§ **WRITTEN EXERCISE**: Select every line in the items below that contains the string "jeans", and copy each such line in full.

*****

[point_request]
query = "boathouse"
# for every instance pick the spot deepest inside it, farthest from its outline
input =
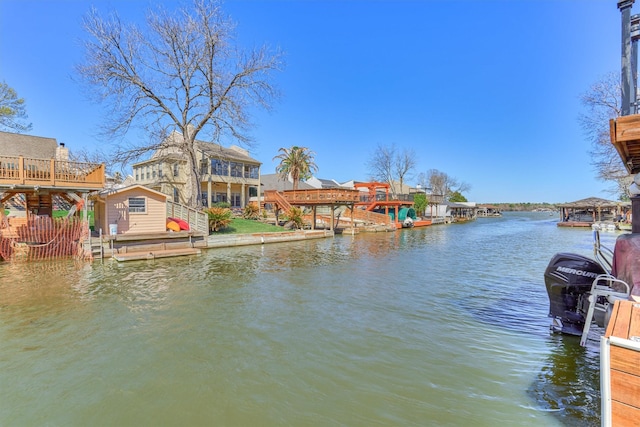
(133, 209)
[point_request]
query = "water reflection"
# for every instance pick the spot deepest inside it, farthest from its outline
(446, 324)
(568, 383)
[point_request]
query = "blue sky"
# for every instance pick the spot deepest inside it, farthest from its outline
(487, 91)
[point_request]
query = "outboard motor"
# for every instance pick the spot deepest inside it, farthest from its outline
(568, 279)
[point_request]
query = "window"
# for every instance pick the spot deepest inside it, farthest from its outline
(235, 200)
(236, 169)
(219, 167)
(251, 171)
(137, 205)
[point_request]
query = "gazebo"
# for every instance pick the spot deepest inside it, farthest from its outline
(585, 212)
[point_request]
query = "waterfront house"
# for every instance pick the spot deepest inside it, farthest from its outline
(127, 210)
(36, 176)
(227, 174)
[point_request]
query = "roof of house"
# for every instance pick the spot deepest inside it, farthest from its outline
(171, 151)
(121, 189)
(274, 182)
(35, 147)
(593, 202)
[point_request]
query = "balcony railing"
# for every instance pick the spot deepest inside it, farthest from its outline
(50, 173)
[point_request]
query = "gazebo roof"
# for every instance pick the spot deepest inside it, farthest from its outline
(592, 202)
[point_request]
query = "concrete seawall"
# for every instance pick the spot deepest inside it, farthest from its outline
(224, 241)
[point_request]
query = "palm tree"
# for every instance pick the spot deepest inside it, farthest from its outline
(296, 162)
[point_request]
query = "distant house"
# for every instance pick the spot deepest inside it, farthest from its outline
(34, 147)
(135, 209)
(227, 174)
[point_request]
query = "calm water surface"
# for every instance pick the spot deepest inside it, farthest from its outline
(439, 326)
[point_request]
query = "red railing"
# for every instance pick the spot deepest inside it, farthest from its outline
(49, 172)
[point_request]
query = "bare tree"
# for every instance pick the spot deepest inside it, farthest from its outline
(12, 111)
(387, 164)
(602, 103)
(405, 162)
(181, 73)
(444, 185)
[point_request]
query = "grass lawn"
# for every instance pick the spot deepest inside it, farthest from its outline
(244, 226)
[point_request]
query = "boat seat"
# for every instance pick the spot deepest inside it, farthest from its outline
(607, 286)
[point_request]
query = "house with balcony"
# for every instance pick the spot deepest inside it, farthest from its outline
(227, 174)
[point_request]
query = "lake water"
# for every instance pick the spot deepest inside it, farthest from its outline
(438, 326)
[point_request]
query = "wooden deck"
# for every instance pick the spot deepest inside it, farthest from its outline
(620, 366)
(319, 197)
(625, 137)
(26, 172)
(153, 254)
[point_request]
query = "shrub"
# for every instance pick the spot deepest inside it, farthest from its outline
(221, 205)
(218, 218)
(251, 211)
(294, 216)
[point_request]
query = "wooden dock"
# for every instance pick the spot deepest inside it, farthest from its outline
(620, 366)
(153, 254)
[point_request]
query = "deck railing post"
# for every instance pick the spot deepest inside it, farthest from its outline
(635, 214)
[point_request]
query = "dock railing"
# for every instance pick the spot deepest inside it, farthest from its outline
(50, 173)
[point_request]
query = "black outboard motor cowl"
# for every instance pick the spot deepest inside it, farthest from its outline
(568, 279)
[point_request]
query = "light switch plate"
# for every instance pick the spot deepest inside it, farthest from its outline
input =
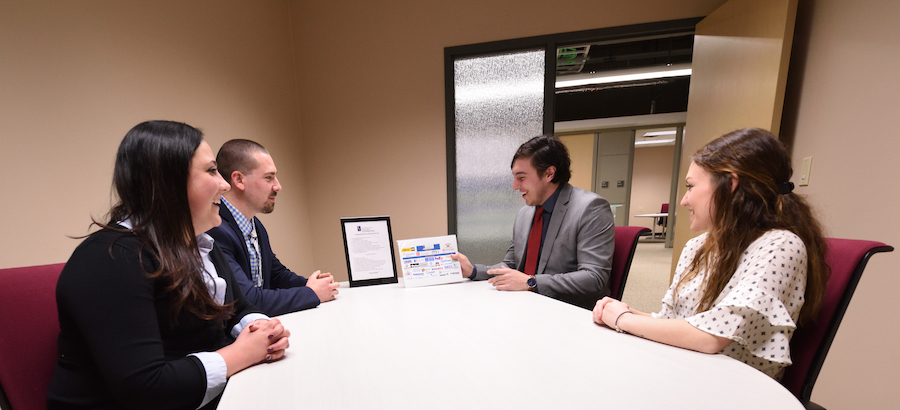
(804, 171)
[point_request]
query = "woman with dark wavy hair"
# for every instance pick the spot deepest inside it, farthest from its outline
(149, 313)
(742, 287)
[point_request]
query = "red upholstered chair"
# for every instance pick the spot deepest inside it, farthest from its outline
(29, 327)
(626, 243)
(811, 342)
(664, 221)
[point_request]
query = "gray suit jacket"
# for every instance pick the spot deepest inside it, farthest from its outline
(577, 254)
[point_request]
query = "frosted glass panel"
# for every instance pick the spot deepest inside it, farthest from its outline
(499, 104)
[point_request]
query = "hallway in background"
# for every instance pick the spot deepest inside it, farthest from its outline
(648, 279)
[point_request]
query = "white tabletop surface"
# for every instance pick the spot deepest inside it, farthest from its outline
(467, 345)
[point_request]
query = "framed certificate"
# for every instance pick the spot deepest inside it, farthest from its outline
(368, 245)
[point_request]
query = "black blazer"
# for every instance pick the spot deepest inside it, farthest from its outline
(283, 291)
(119, 344)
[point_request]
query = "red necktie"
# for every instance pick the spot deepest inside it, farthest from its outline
(534, 241)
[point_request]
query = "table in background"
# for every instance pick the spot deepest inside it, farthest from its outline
(467, 345)
(656, 217)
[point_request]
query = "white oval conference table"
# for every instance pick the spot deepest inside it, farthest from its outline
(467, 345)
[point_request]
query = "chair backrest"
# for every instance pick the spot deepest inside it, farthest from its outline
(810, 344)
(626, 243)
(30, 328)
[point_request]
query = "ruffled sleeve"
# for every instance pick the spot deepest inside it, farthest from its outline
(759, 307)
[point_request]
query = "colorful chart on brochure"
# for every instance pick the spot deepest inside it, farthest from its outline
(426, 261)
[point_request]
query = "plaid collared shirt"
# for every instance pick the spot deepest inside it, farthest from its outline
(248, 229)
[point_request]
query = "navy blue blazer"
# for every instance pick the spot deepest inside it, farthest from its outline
(282, 291)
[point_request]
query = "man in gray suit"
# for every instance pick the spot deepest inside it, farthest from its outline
(565, 250)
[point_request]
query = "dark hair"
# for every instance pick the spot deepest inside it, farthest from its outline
(150, 179)
(546, 151)
(236, 155)
(762, 201)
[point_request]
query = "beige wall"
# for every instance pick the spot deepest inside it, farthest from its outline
(651, 182)
(75, 76)
(581, 153)
(841, 99)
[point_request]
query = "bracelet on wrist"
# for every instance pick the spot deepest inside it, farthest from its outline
(618, 329)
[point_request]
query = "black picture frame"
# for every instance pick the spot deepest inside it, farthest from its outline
(389, 244)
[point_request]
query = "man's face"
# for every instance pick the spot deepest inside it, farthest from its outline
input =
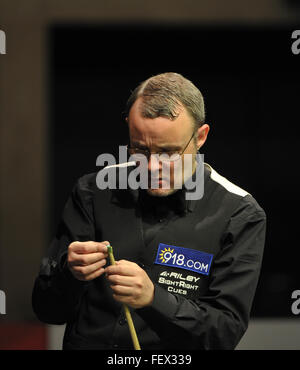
(163, 135)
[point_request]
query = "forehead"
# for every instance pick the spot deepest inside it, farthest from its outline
(159, 129)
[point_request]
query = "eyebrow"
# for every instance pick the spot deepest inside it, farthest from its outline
(167, 146)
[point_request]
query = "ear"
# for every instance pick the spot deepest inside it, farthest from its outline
(202, 133)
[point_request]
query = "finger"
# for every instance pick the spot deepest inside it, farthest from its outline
(121, 290)
(94, 274)
(89, 247)
(86, 270)
(125, 270)
(86, 259)
(128, 281)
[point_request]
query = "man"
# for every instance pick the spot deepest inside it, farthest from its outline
(187, 268)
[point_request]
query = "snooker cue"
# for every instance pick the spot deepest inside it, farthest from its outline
(134, 337)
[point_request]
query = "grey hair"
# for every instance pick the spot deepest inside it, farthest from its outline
(165, 94)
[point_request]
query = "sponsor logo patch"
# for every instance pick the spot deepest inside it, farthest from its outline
(184, 258)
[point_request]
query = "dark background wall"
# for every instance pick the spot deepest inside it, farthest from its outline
(251, 85)
(68, 70)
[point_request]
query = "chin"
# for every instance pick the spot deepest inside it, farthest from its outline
(161, 192)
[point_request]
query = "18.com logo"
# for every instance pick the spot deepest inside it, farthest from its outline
(296, 304)
(2, 303)
(296, 44)
(2, 42)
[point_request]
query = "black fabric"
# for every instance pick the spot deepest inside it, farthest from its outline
(190, 310)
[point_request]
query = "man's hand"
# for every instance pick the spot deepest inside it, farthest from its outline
(130, 284)
(86, 259)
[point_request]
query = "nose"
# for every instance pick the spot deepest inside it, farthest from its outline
(154, 165)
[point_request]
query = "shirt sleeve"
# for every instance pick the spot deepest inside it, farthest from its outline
(218, 319)
(56, 292)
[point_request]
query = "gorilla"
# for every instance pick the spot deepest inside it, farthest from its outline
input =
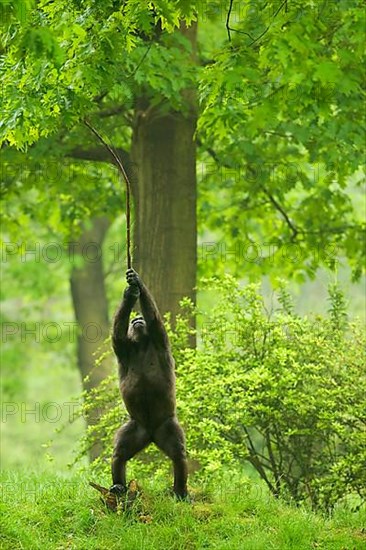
(147, 384)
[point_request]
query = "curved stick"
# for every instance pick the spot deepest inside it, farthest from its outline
(128, 188)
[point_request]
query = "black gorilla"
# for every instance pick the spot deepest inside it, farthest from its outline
(147, 383)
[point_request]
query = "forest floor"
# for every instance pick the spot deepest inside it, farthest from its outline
(44, 511)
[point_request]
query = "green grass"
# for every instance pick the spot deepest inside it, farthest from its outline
(44, 511)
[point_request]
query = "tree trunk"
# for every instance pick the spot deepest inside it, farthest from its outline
(164, 154)
(91, 311)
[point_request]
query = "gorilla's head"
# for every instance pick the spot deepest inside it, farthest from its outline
(137, 330)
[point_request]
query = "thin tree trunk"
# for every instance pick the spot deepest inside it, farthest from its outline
(91, 311)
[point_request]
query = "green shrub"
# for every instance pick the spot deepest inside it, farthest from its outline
(283, 392)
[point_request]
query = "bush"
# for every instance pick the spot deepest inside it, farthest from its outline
(283, 392)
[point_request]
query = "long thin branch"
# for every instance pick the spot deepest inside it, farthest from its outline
(128, 188)
(278, 207)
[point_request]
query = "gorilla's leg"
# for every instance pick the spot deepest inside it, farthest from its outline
(169, 437)
(130, 439)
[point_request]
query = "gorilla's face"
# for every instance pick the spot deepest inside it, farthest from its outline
(137, 329)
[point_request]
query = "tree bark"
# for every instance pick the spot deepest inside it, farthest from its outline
(91, 311)
(165, 238)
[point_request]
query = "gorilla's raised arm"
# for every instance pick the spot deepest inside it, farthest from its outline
(149, 310)
(122, 317)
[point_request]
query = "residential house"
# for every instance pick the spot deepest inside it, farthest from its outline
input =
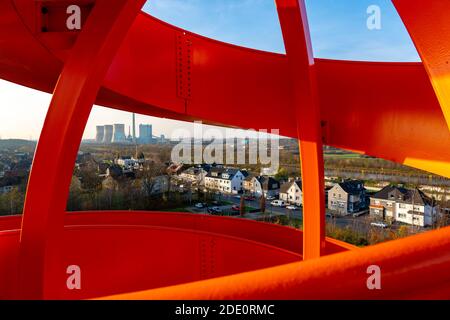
(226, 180)
(347, 197)
(291, 192)
(194, 175)
(247, 185)
(404, 205)
(262, 185)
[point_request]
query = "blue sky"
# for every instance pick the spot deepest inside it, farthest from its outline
(338, 29)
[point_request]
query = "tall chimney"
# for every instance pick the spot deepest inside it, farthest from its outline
(134, 128)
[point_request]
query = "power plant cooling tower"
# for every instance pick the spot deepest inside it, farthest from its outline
(119, 134)
(100, 134)
(107, 138)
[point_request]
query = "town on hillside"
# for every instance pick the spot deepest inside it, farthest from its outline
(359, 211)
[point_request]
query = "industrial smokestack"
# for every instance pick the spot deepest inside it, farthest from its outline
(108, 134)
(119, 134)
(100, 134)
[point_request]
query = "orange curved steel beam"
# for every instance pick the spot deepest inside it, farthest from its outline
(430, 31)
(412, 268)
(74, 95)
(382, 109)
(374, 99)
(294, 25)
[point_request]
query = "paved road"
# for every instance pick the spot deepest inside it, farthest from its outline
(361, 223)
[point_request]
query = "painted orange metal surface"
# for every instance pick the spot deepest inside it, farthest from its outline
(429, 28)
(126, 59)
(74, 95)
(302, 74)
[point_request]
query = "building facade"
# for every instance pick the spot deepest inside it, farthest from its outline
(226, 180)
(347, 197)
(407, 206)
(291, 192)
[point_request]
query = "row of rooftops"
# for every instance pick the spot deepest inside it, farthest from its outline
(225, 173)
(403, 195)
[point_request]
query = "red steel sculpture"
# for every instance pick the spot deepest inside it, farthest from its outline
(124, 59)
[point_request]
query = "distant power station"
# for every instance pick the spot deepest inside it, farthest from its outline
(108, 134)
(119, 134)
(107, 138)
(145, 134)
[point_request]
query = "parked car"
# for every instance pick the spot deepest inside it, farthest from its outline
(214, 210)
(379, 224)
(357, 214)
(278, 203)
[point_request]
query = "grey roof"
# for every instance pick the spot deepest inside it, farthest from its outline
(267, 183)
(221, 171)
(403, 195)
(193, 171)
(352, 186)
(285, 187)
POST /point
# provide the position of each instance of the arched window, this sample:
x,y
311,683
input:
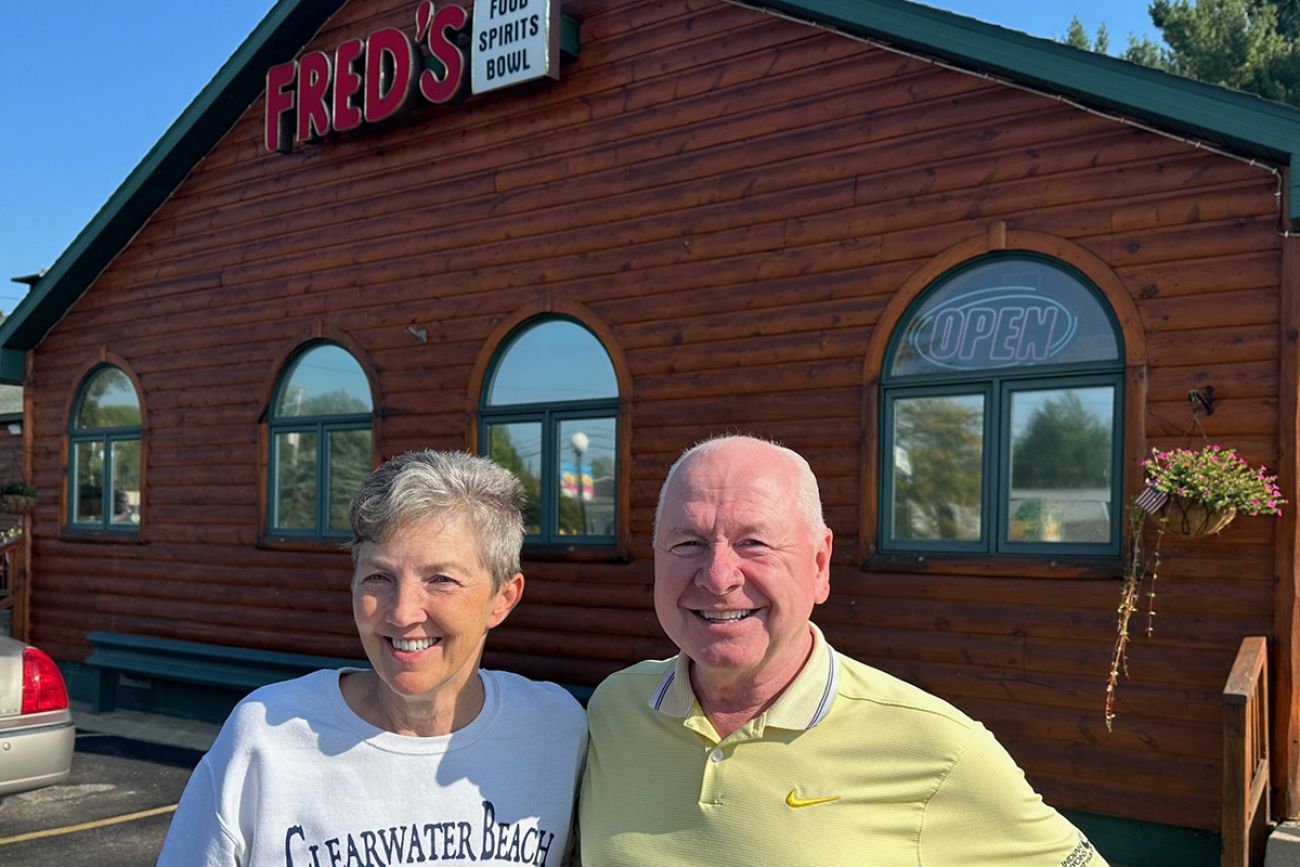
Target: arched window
x,y
320,425
1002,394
549,414
104,452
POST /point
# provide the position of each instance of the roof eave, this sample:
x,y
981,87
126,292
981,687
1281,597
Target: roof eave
x,y
287,26
1242,122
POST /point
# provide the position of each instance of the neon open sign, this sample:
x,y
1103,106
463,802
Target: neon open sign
x,y
993,328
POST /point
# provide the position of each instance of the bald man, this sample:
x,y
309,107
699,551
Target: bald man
x,y
758,744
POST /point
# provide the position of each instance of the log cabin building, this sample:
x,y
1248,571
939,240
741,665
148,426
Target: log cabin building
x,y
970,273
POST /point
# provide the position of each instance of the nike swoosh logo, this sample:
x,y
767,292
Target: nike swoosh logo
x,y
793,800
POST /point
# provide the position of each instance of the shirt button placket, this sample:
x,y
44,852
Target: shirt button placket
x,y
711,785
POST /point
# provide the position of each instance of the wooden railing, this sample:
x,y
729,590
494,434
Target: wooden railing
x,y
13,573
1246,755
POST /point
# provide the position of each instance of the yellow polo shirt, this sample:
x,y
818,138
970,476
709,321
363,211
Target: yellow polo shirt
x,y
849,767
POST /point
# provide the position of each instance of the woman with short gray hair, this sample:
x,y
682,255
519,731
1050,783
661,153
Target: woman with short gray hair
x,y
424,757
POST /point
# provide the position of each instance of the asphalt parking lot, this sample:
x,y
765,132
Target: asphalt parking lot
x,y
115,807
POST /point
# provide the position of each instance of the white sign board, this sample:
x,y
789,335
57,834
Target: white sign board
x,y
514,40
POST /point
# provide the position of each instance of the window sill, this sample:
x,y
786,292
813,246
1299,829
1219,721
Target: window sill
x,y
980,564
575,554
100,537
303,545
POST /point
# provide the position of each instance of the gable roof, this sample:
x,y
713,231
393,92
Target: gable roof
x,y
1235,121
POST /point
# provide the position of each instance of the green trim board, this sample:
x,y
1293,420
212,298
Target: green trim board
x,y
1147,844
1238,121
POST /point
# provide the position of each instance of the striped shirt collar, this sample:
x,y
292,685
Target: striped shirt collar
x,y
804,703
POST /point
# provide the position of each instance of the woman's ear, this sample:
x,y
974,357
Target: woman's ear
x,y
507,597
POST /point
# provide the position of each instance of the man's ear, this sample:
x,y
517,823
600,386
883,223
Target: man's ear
x,y
507,597
823,567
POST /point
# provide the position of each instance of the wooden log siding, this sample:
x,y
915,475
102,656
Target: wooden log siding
x,y
737,199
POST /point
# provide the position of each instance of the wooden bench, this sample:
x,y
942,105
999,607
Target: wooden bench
x,y
190,662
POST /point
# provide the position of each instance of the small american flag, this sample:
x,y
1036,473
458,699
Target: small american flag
x,y
1152,499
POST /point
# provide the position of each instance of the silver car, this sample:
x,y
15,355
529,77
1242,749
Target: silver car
x,y
35,725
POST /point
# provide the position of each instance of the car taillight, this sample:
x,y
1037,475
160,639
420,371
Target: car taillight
x,y
42,684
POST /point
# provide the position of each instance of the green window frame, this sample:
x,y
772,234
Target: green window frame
x,y
320,442
104,454
562,446
1018,456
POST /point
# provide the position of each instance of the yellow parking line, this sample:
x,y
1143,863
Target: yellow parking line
x,y
86,826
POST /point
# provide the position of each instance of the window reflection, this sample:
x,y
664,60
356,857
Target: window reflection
x,y
551,362
324,381
939,451
586,477
550,415
104,451
1061,465
295,481
108,402
321,430
518,447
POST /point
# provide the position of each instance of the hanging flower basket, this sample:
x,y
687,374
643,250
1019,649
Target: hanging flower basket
x,y
17,503
1188,493
1186,516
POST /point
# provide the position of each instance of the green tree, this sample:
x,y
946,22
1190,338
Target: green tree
x,y
1246,44
937,489
1064,446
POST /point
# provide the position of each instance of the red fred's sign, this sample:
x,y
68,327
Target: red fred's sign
x,y
365,81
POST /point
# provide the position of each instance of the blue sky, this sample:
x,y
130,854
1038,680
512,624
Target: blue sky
x,y
95,85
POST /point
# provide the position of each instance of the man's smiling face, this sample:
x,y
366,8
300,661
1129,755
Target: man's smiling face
x,y
737,568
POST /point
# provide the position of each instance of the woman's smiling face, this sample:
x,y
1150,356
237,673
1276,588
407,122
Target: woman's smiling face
x,y
424,602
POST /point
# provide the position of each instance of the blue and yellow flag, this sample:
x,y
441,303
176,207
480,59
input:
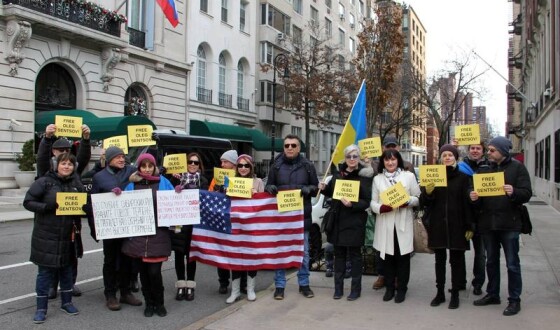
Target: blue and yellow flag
x,y
355,128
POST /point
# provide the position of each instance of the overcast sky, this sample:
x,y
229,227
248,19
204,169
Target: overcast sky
x,y
479,25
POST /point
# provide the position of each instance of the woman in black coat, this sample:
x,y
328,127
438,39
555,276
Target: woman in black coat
x,y
52,241
349,230
450,221
182,235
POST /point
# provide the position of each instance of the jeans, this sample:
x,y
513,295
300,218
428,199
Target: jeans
x,y
479,263
303,271
509,241
45,277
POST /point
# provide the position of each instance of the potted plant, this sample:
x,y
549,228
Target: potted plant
x,y
26,160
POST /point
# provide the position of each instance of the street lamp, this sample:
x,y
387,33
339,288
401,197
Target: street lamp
x,y
284,59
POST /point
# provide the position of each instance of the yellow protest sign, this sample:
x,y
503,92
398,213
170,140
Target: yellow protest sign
x,y
489,184
70,203
68,126
116,141
289,200
467,134
370,147
221,173
240,187
395,196
433,173
140,135
349,189
176,163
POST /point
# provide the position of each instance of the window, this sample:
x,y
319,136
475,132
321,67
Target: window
x,y
224,11
204,6
272,17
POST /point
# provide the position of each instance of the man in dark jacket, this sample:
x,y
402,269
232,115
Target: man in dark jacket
x,y
499,223
116,266
471,164
293,171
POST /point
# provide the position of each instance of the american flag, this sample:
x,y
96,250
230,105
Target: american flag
x,y
261,237
214,212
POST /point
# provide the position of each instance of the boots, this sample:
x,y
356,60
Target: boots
x,y
439,298
181,286
66,303
189,295
235,291
41,313
251,296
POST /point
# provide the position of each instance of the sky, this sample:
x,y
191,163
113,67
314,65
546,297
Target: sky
x,y
459,26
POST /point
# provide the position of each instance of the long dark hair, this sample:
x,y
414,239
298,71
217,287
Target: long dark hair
x,y
388,154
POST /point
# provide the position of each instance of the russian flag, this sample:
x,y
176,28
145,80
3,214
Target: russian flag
x,y
168,7
355,128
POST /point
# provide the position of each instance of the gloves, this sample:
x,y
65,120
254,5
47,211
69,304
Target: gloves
x,y
385,208
271,189
430,188
306,190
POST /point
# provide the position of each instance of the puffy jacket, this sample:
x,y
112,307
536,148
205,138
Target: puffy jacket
x,y
350,222
52,237
503,212
287,174
158,245
449,212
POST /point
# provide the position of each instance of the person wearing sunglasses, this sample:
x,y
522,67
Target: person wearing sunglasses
x,y
245,169
499,223
290,170
349,230
182,235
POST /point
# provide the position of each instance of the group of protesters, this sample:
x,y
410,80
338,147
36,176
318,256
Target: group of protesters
x,y
455,214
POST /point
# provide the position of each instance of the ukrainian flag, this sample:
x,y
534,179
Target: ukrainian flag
x,y
355,128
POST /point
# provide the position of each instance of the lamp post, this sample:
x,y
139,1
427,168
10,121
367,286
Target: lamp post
x,y
283,58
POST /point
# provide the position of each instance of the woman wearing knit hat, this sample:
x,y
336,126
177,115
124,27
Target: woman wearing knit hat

*****

§ **TASK ANSWER**:
# provide the position of each instance of the jeans, this sample:
Target: jeans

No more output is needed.